(Records from a data source)
☆ ☆ ☆ ☆ ☆ ☆ ☆
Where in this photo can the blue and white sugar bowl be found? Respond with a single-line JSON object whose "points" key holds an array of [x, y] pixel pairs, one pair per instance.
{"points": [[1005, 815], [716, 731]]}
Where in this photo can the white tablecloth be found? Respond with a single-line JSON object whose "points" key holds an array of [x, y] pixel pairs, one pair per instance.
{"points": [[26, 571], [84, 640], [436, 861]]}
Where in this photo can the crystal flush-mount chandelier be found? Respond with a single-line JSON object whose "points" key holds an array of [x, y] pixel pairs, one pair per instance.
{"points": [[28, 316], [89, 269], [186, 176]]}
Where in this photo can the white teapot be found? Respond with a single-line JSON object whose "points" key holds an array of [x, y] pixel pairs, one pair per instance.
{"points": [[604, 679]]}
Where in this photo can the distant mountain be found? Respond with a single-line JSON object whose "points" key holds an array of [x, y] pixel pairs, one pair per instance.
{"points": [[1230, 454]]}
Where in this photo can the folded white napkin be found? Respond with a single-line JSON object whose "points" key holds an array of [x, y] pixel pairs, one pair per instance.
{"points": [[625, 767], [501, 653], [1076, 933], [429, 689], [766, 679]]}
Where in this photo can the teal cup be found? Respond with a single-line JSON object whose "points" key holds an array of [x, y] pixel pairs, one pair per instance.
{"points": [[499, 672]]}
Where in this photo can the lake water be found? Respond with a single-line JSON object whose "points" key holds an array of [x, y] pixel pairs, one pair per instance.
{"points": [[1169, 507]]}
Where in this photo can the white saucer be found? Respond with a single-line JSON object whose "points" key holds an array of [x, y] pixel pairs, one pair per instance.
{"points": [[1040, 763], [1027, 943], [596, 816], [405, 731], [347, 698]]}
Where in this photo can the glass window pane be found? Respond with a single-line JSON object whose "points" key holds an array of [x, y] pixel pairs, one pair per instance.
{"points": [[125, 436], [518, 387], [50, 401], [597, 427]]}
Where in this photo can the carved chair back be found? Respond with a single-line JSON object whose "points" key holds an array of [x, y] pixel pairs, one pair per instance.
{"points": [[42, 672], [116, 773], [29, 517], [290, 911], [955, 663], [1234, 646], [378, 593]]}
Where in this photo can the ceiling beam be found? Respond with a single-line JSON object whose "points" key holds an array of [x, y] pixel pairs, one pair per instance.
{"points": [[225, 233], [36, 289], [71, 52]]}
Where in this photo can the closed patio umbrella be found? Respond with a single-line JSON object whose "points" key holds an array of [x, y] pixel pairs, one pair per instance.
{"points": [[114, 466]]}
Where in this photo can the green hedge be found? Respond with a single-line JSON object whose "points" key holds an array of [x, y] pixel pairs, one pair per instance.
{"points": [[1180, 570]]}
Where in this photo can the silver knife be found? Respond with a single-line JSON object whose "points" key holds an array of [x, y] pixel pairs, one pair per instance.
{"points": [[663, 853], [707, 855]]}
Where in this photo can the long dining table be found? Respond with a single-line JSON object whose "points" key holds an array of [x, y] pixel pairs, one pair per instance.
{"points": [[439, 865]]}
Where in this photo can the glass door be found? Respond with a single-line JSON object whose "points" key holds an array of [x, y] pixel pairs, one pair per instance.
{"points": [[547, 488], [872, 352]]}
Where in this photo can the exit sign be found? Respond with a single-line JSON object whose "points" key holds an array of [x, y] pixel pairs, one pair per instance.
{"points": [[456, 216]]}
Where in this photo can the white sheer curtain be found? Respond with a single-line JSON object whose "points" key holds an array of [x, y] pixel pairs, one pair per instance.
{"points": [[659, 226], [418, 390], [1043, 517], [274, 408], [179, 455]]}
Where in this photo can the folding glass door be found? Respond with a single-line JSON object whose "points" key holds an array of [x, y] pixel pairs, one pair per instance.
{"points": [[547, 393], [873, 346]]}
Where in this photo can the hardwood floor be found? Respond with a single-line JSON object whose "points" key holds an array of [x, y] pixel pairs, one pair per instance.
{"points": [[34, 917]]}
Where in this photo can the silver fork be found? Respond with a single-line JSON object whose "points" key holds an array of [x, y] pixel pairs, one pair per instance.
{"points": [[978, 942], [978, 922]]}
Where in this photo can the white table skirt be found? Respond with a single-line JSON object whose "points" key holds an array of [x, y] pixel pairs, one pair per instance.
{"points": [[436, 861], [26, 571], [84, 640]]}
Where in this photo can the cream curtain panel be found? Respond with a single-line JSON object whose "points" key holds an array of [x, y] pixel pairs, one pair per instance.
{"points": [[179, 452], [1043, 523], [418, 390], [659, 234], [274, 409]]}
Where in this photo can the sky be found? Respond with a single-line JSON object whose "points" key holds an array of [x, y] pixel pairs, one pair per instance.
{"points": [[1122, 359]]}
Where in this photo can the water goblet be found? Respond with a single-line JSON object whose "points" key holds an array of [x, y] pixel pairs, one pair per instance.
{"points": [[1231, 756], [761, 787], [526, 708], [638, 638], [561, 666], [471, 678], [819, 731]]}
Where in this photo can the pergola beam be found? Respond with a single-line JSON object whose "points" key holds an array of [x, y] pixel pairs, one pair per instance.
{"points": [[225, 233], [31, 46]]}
☆ ☆ ☆ ☆ ☆ ☆ ☆
Copy word for word everything from the line containing "Where in this photo can the water" down to the end of the records.

» IN RESPONSE:
Where in this photo can the water goblet be found? Respond with a single-line JSON object whose "points" key holds an array of [x, y] pixel pairs, one pair per instance.
{"points": [[1231, 756], [761, 787], [526, 708], [638, 638], [561, 666], [471, 678], [819, 731]]}
Where in this photo can the pergola beam be found? Respond with a single-line JSON object whose "points" key holds an array of [x, y] pixel pairs, one pair per instance.
{"points": [[225, 233], [31, 46]]}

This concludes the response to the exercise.